**Problem**:
Gather every line of the data below that contains the string "green", and copy each one. Case counts.

**Stored dataset items**:
BEGIN
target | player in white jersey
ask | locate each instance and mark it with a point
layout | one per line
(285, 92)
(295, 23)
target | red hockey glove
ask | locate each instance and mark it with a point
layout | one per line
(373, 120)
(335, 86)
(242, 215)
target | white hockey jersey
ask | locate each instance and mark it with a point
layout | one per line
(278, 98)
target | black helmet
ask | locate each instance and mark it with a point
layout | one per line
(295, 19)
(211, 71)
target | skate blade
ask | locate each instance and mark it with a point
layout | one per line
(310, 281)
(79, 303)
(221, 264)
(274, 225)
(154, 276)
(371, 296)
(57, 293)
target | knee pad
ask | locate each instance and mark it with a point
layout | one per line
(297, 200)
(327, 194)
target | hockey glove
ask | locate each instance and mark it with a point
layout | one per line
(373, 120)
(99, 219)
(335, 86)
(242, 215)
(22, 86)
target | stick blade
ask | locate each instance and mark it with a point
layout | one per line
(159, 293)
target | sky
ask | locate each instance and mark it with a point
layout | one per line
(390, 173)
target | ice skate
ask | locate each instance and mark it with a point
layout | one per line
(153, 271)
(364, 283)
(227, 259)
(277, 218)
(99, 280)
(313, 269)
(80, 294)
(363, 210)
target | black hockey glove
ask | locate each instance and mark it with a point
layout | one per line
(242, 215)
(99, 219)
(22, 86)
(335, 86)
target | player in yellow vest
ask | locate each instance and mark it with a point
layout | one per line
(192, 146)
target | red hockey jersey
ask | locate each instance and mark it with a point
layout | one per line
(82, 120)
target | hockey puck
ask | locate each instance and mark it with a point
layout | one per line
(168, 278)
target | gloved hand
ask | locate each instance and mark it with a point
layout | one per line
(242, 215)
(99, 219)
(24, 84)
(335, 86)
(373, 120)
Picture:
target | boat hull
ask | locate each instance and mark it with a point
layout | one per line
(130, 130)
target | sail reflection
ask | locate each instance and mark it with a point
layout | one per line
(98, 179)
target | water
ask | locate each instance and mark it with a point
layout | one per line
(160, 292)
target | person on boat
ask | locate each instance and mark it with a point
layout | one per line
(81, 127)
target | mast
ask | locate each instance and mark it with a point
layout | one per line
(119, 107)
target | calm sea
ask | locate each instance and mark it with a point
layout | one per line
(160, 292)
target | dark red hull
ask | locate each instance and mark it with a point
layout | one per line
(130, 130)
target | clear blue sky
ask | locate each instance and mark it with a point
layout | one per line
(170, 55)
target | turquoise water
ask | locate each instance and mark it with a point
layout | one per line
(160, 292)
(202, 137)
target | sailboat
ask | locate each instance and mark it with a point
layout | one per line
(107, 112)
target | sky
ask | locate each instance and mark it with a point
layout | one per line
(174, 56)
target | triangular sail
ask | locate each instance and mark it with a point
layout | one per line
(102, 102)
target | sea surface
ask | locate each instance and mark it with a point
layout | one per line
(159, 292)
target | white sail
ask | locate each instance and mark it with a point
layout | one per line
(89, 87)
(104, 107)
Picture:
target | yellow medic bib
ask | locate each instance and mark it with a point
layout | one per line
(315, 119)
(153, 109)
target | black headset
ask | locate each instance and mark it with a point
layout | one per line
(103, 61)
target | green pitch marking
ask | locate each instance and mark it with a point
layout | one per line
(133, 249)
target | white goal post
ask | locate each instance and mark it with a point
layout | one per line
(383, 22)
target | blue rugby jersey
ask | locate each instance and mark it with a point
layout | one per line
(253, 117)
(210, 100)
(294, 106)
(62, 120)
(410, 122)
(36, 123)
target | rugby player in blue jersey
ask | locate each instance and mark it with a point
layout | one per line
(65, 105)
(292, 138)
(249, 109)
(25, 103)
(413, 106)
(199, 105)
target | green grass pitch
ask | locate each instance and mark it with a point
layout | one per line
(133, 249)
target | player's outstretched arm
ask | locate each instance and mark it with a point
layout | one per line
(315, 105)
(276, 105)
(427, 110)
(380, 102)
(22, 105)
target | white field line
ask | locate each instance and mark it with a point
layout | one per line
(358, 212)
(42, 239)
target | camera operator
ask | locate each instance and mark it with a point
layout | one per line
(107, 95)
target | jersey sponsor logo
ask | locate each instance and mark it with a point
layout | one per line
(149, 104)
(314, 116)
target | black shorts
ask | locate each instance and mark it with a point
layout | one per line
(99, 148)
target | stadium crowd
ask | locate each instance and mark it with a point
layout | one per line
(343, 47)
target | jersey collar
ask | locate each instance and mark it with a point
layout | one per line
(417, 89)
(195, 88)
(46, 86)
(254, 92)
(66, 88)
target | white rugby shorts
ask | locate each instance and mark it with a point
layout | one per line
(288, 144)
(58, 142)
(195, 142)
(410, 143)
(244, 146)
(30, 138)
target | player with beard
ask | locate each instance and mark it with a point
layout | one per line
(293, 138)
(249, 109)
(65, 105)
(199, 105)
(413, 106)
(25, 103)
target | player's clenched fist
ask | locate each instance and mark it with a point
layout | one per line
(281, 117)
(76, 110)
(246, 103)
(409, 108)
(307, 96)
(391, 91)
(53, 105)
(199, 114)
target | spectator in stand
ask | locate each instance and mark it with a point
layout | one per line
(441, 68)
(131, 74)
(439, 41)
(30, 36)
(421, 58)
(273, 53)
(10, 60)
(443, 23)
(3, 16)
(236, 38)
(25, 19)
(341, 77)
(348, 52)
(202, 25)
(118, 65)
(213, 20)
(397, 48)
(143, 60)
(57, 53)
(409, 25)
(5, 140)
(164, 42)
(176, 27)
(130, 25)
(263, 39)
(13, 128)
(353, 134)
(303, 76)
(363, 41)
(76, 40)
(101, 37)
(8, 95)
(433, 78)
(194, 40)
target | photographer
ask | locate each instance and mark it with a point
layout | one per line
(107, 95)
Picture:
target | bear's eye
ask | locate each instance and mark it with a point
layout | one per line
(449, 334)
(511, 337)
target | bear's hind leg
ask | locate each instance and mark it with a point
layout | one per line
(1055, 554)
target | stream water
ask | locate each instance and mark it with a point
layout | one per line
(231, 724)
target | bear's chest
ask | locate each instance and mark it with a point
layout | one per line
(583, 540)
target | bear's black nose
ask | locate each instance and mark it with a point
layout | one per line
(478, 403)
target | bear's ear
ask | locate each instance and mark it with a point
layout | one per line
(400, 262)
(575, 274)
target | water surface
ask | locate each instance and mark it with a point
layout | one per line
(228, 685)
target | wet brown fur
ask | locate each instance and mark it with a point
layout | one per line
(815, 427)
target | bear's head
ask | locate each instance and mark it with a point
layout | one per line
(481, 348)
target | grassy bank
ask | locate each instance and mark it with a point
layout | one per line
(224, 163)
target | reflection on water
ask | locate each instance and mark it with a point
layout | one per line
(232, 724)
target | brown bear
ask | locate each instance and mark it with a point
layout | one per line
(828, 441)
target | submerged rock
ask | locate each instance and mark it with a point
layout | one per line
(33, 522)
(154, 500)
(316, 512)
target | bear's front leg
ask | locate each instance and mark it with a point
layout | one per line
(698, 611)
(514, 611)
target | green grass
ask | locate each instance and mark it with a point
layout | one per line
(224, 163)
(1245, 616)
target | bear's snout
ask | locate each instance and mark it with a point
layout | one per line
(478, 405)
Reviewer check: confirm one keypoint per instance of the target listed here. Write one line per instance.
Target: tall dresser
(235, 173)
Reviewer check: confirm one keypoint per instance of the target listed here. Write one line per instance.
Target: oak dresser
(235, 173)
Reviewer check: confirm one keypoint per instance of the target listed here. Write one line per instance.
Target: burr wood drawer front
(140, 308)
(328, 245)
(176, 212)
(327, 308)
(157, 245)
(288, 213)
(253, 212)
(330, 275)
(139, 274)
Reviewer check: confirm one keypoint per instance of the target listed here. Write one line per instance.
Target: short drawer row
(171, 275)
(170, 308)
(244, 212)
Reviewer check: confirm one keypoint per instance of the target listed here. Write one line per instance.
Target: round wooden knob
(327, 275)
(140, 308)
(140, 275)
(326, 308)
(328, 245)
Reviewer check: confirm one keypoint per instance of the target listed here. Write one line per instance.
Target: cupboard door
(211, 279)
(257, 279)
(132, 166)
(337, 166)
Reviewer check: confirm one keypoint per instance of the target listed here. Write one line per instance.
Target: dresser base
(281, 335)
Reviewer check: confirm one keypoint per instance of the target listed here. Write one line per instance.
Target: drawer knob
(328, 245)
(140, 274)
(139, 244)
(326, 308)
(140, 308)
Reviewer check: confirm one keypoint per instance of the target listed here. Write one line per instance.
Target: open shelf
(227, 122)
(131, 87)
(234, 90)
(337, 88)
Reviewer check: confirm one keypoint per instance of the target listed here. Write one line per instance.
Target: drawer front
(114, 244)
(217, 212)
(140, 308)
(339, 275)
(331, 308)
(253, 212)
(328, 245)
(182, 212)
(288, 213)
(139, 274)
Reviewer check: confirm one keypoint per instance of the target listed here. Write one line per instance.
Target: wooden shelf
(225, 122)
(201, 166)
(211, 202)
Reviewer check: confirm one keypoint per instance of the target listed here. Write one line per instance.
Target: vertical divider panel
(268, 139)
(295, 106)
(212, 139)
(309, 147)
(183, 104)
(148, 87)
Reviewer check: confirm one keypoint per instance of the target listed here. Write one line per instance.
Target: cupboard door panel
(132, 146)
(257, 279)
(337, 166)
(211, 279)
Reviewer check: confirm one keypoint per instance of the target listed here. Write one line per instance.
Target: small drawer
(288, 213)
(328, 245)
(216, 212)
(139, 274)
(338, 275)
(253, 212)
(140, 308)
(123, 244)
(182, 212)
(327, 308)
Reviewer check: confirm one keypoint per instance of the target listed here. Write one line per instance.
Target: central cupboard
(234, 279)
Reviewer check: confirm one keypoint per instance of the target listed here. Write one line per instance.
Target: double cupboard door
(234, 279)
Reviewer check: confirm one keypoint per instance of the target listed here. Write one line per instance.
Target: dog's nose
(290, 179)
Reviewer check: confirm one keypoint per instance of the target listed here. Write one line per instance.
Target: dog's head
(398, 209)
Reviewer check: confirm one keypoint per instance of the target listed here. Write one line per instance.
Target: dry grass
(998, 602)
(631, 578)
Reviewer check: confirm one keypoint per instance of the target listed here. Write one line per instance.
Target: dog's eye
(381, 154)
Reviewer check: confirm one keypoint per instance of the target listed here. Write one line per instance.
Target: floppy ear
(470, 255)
END
**The output**:
target | green pitch marking
target | green grass pitch
target | green grass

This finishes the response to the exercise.